*MATERIAL:*
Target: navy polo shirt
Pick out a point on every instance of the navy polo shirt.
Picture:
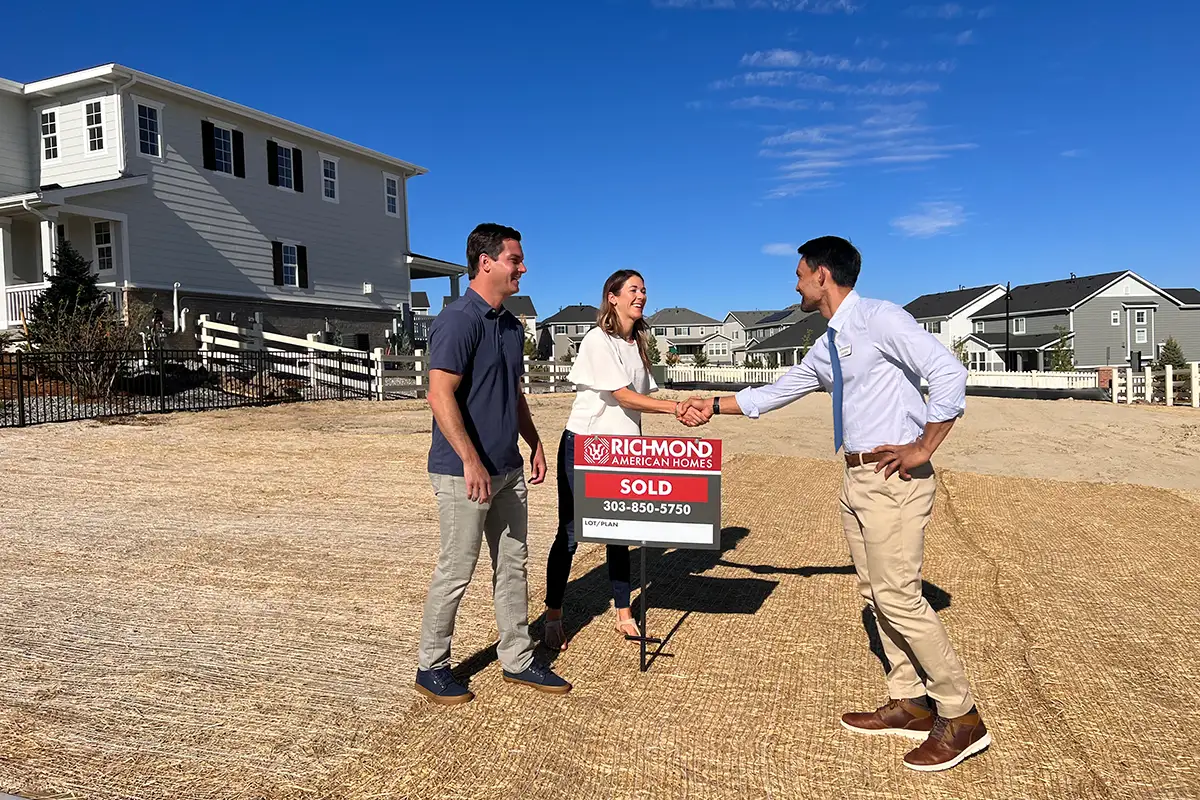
(486, 347)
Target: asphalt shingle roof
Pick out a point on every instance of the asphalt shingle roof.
(943, 304)
(1049, 295)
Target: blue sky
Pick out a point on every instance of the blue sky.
(961, 143)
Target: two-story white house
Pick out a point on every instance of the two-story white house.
(195, 203)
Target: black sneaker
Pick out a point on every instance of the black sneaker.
(441, 686)
(540, 678)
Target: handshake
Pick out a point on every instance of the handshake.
(694, 411)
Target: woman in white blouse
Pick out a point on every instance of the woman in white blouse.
(612, 378)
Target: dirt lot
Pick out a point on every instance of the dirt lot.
(226, 605)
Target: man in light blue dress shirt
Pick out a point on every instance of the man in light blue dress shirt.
(871, 360)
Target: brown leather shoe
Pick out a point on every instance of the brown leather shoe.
(901, 717)
(951, 741)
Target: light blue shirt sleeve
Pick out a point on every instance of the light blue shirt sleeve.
(899, 336)
(796, 383)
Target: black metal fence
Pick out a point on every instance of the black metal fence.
(39, 388)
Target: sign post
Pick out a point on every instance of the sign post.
(648, 491)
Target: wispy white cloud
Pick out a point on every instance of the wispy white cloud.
(811, 6)
(779, 248)
(775, 103)
(949, 11)
(933, 220)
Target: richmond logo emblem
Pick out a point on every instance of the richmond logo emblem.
(595, 450)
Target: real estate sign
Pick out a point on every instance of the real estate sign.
(654, 491)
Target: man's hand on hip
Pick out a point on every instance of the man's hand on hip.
(479, 482)
(538, 464)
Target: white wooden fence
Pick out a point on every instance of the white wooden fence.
(361, 373)
(1168, 385)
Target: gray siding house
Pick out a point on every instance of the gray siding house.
(1109, 320)
(184, 199)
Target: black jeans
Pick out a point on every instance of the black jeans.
(558, 569)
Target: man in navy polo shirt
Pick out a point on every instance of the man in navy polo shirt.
(477, 352)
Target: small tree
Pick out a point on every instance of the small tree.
(960, 352)
(652, 349)
(1173, 355)
(1061, 355)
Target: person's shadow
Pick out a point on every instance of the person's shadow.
(675, 581)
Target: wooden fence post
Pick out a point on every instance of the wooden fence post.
(377, 362)
(419, 368)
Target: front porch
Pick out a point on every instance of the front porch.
(29, 241)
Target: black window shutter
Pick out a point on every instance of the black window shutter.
(273, 163)
(277, 257)
(297, 169)
(239, 155)
(303, 265)
(209, 142)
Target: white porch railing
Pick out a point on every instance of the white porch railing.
(19, 299)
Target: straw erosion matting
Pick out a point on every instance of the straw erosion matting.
(227, 605)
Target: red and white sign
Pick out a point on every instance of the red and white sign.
(621, 486)
(671, 453)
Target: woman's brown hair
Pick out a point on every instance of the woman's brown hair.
(610, 323)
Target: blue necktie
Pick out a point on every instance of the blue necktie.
(837, 390)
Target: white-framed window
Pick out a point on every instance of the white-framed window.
(329, 178)
(49, 134)
(291, 265)
(149, 128)
(103, 245)
(283, 168)
(94, 125)
(390, 194)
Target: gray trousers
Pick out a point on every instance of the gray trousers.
(504, 521)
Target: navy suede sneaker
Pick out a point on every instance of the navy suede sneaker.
(441, 686)
(540, 678)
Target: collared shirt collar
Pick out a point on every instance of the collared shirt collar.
(484, 306)
(839, 317)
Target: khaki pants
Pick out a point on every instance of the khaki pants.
(504, 521)
(885, 523)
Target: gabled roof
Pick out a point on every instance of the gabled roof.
(568, 314)
(681, 317)
(111, 73)
(947, 304)
(1186, 296)
(521, 305)
(748, 318)
(811, 328)
(1051, 295)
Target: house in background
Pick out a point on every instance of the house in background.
(947, 316)
(688, 332)
(1105, 318)
(183, 198)
(736, 325)
(559, 335)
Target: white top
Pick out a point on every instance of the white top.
(604, 365)
(883, 354)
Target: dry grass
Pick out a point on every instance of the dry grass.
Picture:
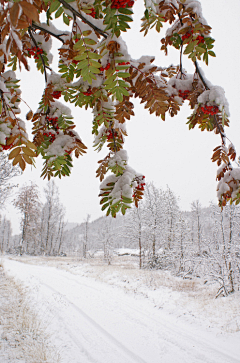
(23, 336)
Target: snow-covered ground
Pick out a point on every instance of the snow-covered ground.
(103, 314)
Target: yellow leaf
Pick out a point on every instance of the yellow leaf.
(29, 115)
(30, 10)
(31, 145)
(14, 12)
(27, 159)
(22, 164)
(28, 151)
(17, 159)
(14, 153)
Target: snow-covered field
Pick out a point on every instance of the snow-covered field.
(97, 313)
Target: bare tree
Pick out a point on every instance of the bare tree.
(52, 220)
(28, 203)
(86, 235)
(7, 172)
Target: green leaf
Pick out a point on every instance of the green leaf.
(82, 64)
(54, 6)
(89, 41)
(65, 19)
(59, 12)
(189, 48)
(124, 91)
(105, 206)
(125, 11)
(119, 95)
(212, 53)
(94, 70)
(80, 57)
(123, 74)
(94, 63)
(94, 56)
(125, 18)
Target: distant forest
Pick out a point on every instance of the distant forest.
(204, 242)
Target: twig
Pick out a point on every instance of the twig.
(36, 26)
(43, 63)
(74, 11)
(201, 76)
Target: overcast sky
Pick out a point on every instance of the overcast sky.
(167, 153)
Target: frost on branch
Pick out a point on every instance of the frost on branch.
(96, 70)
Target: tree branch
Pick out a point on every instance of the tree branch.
(36, 45)
(201, 76)
(36, 26)
(223, 136)
(75, 12)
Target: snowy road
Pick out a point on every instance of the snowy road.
(92, 322)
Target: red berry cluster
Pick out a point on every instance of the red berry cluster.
(93, 12)
(210, 110)
(35, 52)
(123, 63)
(183, 94)
(117, 4)
(6, 147)
(187, 35)
(51, 135)
(88, 93)
(54, 122)
(140, 186)
(200, 39)
(105, 68)
(57, 94)
(110, 135)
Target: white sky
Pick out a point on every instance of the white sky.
(165, 152)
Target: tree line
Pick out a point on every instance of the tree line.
(203, 242)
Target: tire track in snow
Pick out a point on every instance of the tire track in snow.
(173, 342)
(202, 347)
(135, 358)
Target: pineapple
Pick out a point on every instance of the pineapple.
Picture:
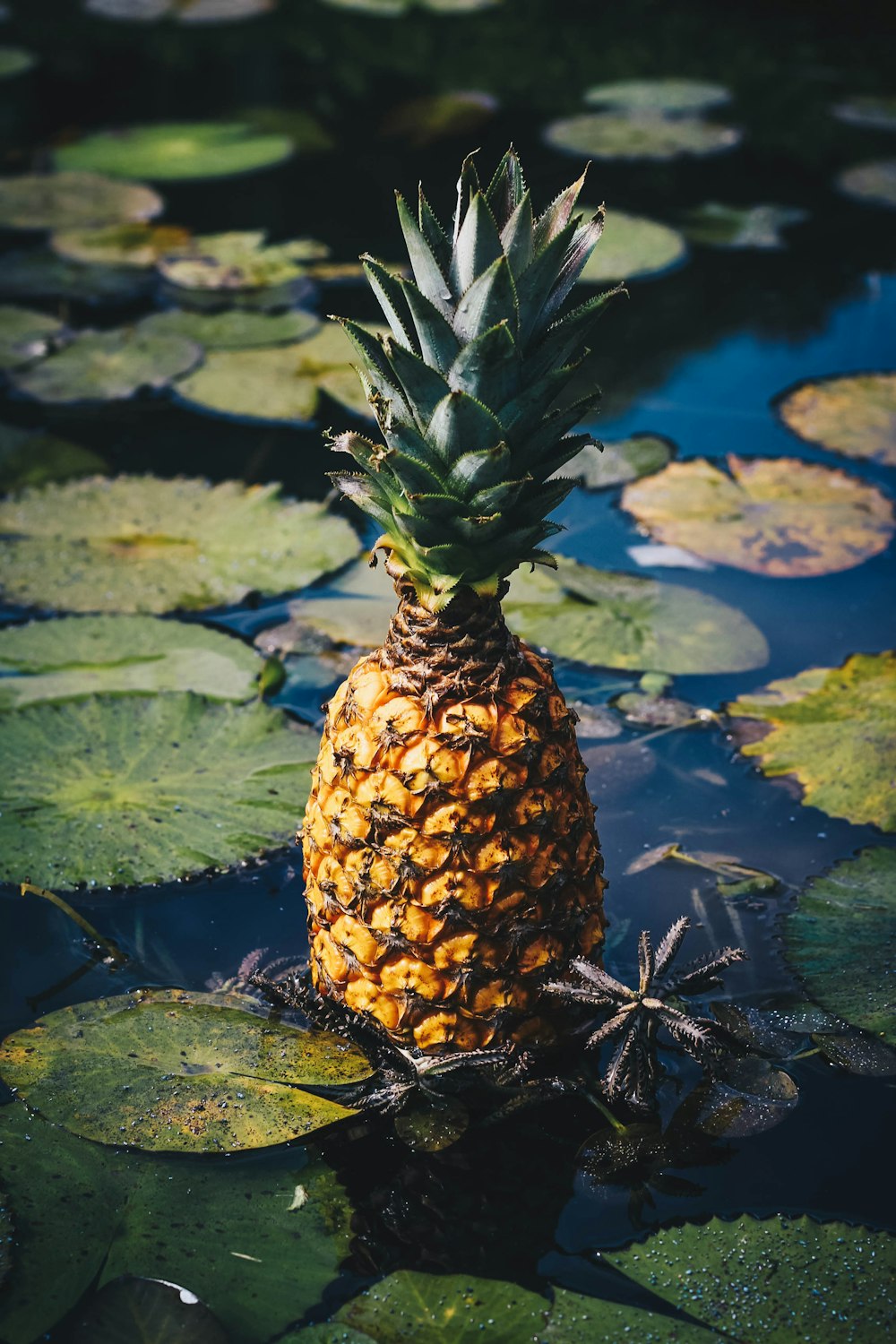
(450, 857)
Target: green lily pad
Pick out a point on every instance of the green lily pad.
(26, 336)
(670, 96)
(137, 543)
(855, 416)
(840, 940)
(108, 367)
(121, 790)
(175, 151)
(632, 246)
(169, 1070)
(715, 225)
(775, 516)
(643, 134)
(279, 386)
(874, 110)
(30, 457)
(74, 201)
(616, 464)
(121, 245)
(236, 328)
(874, 182)
(834, 730)
(766, 1279)
(42, 274)
(121, 655)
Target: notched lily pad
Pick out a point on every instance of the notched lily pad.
(136, 543)
(834, 730)
(74, 201)
(177, 151)
(775, 516)
(840, 940)
(120, 790)
(108, 366)
(855, 414)
(175, 1072)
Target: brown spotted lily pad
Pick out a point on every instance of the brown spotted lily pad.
(855, 416)
(834, 731)
(777, 516)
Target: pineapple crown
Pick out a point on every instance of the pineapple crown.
(466, 382)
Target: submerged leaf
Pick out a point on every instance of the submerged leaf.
(855, 414)
(834, 728)
(137, 543)
(171, 1070)
(775, 516)
(120, 790)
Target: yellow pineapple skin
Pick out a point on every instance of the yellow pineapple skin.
(450, 857)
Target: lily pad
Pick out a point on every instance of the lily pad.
(121, 790)
(108, 367)
(169, 1070)
(31, 457)
(834, 730)
(775, 516)
(840, 940)
(715, 225)
(874, 182)
(120, 655)
(279, 386)
(670, 96)
(177, 151)
(855, 416)
(600, 467)
(643, 134)
(771, 1279)
(137, 543)
(632, 246)
(121, 245)
(236, 328)
(74, 201)
(26, 336)
(874, 110)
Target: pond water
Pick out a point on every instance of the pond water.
(699, 355)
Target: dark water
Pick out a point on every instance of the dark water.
(696, 355)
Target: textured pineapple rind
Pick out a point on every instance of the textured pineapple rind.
(450, 857)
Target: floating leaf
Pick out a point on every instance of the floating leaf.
(177, 1072)
(715, 225)
(121, 245)
(121, 790)
(840, 940)
(86, 655)
(874, 182)
(236, 328)
(108, 366)
(174, 151)
(26, 336)
(754, 1279)
(31, 457)
(834, 730)
(600, 467)
(672, 96)
(137, 543)
(279, 386)
(853, 414)
(775, 516)
(632, 246)
(614, 134)
(74, 201)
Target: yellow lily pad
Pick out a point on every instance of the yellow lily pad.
(777, 516)
(855, 416)
(834, 731)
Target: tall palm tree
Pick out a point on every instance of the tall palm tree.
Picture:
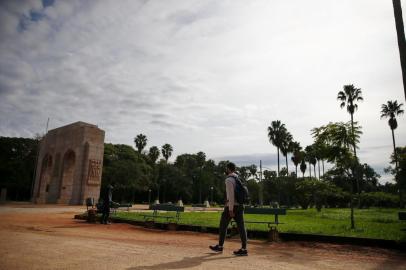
(303, 167)
(400, 31)
(286, 146)
(275, 135)
(153, 154)
(390, 110)
(296, 157)
(310, 157)
(140, 142)
(253, 171)
(167, 151)
(349, 97)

*EXERCISE REQUIREMENTS:* Output everything from the line containing "Target: man's hand on hip" down to the line containing "(1168, 385)", both ends included, reproducing each line verbatim.

*ANSWER FOR THIS EXERCISE:*
Target: man's hand on hip
Pick out a point on every instance of the man's hand on hip.
(479, 482)
(538, 464)
Target: white wooden fence
Pick out a point on every instance of the white wooden fence.
(361, 373)
(1168, 385)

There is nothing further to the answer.